DOCUMENT EXTRACT:

A wiki page is a wiki page
[edit]Another theme that came up in the Phase 2 conversation is the question of how to understand simplicity and complexity. Some people said that this project would interfere with the simplicity of the wiki software. This was expressed by several people as "a wiki page is a wiki page". Every page starts the same way. Every page begins as an empty sheet of paper, whether the page will be used for a Wikipedia article, a discussion, or a list of instructions. People who already know how to edit articles don't have to learn new software tools to join a discussion.
[de]
Im Anschluss an ein bekanntes Diktum von Gertrude Stein: Ein Wiki ist ein Wiki ist ein Wiki, und das gilt auch für die Diskussionsseiten.— Aschmidt, German Wikipedia
Following a well-known dictum by Gertrude Stein: A wiki is a wiki is a wiki, and that applies to the discussion page, too. — Aschmidt, German Wikipedia
[en]
It appears the team is still in the mindset of building talk page features. I think it may help if you can think from the viewpoint that "a page is a page". You're not building talk page features, you're building page features. In some ways it narrows down the options that make sense, and in some ways it may make some of the issues vanish.— Alsee, English Wikipedia
[de]
Für mich gibt es hier eigentlich nur eine Frage: Wird das offene, nicht eingegrenzte Diskutieren erleichtert oder erschwert? Alles, was die Diskussion durch irgendwelche Formalisierungen, Konventionen, Ausschlüsse etc. zusätzlich erschwert, sollte grundsätzlich unterbleiben. Alles, was dies erleichtert, sollte umgesetzt werden. Absolut tabu sollten alle technischen Restriktionen welcher Art auch immer sein.— Mautpreller, German Wikipedia
For me, there is really only one question: Is the open, unrestricted discussion made easier or more difficult? Anything that further complicates the discussion by any formalizations, conventions, exclusions, etc. should be avoided in principle. Everything that makes this easier should be implemented. Absolutely taboo should be all technical restrictions of whatever kind. — Mautpreller, German Wikipedia
[fr]
Je doute que l'outil créé soit plus simple pour répondre étant donné que le système actuel est on ne peut plus simple.— O.Taris, French Wikipedia
I doubt that the tool you'll create makes it simpler to answer, since the current system could not be simpler. — O.Taris, French Wikipedia
The definition of "simple" and "easy" that people are using here is that the system is simple if you can type in an empty edit window, with a minimum of links, buttons, clicks and taps. If you want to rearrange a discussion, you open the edit window, select the wikitext, cut it, paste it in a different place, and hit the Publish changes button. For experienced contributors, this is indeed simple, because it's the same way that it works on article pages, and they've done it hundreds of times before. How to do this is already inside their heads. If the system changes so that you have to click a link next to the section you want to move, and then type into a little pop-up form to say where you want it to go, that would be adding extra complexity to the process. How to use the new tool is not already inside their heads.
In an open wikitext field, all of the knowledge about how to use it has to be inside your head, because the software isn't giving you many clues about how to interact with the page. For the less experienced contributor, a blank wikitext field is not simple at all. And understanding what to do on a talk page is important, because there are a lot of differences between an article page and a talk page.

DATA RECORDS:

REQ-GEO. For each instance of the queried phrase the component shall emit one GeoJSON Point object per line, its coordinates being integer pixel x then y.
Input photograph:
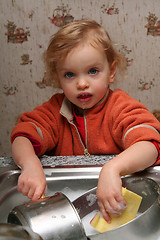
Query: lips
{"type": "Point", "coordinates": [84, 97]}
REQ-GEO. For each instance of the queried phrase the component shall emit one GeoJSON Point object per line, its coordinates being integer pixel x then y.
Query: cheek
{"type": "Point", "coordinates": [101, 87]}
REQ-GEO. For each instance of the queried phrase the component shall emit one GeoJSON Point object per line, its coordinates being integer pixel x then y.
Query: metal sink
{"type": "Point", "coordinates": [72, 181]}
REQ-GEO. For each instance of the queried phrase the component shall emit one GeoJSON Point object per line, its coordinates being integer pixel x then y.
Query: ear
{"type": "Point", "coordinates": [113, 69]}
---
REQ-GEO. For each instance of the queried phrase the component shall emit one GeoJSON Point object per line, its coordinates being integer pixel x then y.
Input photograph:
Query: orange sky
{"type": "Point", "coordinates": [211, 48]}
==
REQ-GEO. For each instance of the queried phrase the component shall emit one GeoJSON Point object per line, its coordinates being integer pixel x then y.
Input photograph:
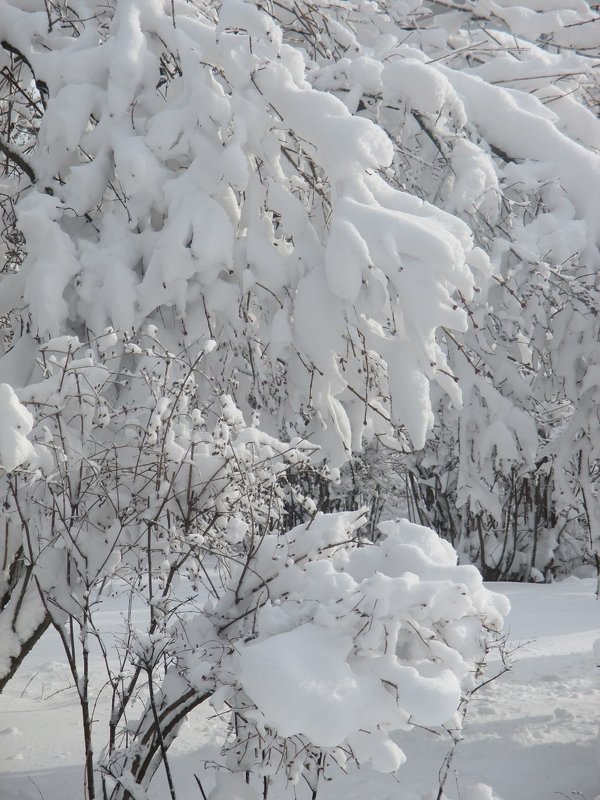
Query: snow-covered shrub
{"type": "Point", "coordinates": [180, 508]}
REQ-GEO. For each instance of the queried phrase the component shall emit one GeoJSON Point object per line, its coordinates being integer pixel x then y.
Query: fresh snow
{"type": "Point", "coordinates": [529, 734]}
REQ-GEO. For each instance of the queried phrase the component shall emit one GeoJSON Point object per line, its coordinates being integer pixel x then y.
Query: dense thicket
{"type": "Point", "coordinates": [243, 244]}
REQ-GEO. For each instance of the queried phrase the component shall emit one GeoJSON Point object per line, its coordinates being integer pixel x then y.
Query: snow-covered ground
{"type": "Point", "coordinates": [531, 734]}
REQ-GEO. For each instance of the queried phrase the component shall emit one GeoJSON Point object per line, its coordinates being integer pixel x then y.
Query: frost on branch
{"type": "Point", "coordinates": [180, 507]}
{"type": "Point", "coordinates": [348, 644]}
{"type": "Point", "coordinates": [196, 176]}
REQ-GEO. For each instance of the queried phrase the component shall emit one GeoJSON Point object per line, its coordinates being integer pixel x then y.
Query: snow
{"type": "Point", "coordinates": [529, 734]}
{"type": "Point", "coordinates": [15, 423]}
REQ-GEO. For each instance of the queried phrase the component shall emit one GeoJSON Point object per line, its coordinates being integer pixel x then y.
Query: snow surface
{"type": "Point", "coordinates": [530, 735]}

PROBLEM REQUIREMENTS: Could you copy the part of the passage on wiki page simplicity that opens with the words containing "In an open wikitext" and closes with "a talk page."? The records have no connection to the passage on wiki page simplicity.

WRITTEN RESPONSE:
In an open wikitext field, all of the knowledge about how to use it has to be inside your head, because the software isn't giving you many clues about how to interact with the page. For the less experienced contributor, a blank wikitext field is not simple at all. And understanding what to do on a talk page is important, because there are a lot of differences between an article page and a talk page.